**Document segment**.
* begin *

`substring_search` benchmark is timing out in nightly performance run #917

stress-tess · 2021-09-09T15:13:31Z

@ronawho found that the substring_search benchmark is timing out in the nightly performance runs. He's offered to help track down the performance bottleneck later next week. He recommends switching the default problem size from 10**8 to 10**6 for the time being

Here are the times for 10**6 on 16-node-cs-hdr:

>>> arkouda substring search
numLocales = 16, N = 1,000,000
non-regex with literal substring Average time = 0.1250 sec
regex with literal substring Average time = 57.8762 sec
regex with pattern Average time = 57.1415 sec
non-regex with literal substring Average rate = 0.1415 GiB/sec
regex with literal substring Average rate = 0.0003 GiB/sec
regex with pattern Average rate = 0.0003 GiB/sec

ronawho's original comment:
#912 (comment)

The text was updated successfully, but these errors were encountered:

…em size from 10**8 to 10**6

Issue #917: Change `substring_search` benchmark problem size to `10**6`

ronawho · 2021-09-14T22:55:32Z

I haven't been able to dive too deep into this, but here's what I found so far. I ran substring_search on chapcs (single node, comm=none) and I don't see way way better performance there, which makes me suspect this is more about local overheads than inherent comm limitations (though there could be some comm overhead still.)

On chapcs here's the performance I see:

>>> arkouda substring search
numLocales = 1, N = 1,000,000
non-regex with literal substring Average time = 0.0463 sec
regex with literal substring Average time = 9.5469 sec
regex with pattern Average time = 9.4727 sec
non-regex with literal substring Average rate = 0.3823 GiB/sec
regex with literal substring Average rate = 0.0019 GiB/sec
regex with pattern Average rate = 0.0019 GiB/sec

Looking at the current code there are a fair number of memory allocations so I wonder if the overhead is mostly from lots of short-lived allocations similar to what we saw in #266 (comment). The allocations that I saw quickly are the ones to slice the segmented array, and to create the string from the slice.

* end *

**Data section**.
* begin *

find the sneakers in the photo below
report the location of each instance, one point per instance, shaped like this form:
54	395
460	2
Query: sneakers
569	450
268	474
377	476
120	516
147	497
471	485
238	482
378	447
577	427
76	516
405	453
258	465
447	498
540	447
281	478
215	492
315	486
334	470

* end *

**Written request A**. According to the issue thread, what is the average time for regex with literal substring on chapcs?
**Written request B**. Reproduce every line of the records word for word.

**Task answer A**. 9.5469 seconds.

**Task answer B**.
find the sneakers in the photo below
report the location of each instance, one point per instance, shaped like this form:
54	395
460	2
Query: sneakers
569	450
268	474
377	476
120	516
147	497
471	485
238	482
378	447
577	427
76	516
405	453
258	465
447	498
540	447
281	478
215	492
315	486
334	470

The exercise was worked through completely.